### Material ###
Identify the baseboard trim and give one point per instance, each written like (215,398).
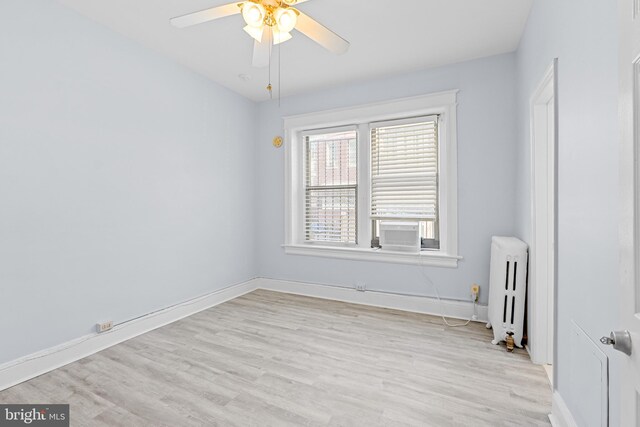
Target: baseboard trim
(38,363)
(415,304)
(33,365)
(560,415)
###
Set exercise » Rewrite all of the records above, changing "baseboard trim" to "skirting board" wherever it occurs and keeping everything else the same. Leave the pictures out of your answer.

Solution to the exercise »
Identify the skirting board and give one point per instance, each written like (215,398).
Target: skirting board
(38,363)
(415,304)
(33,365)
(560,415)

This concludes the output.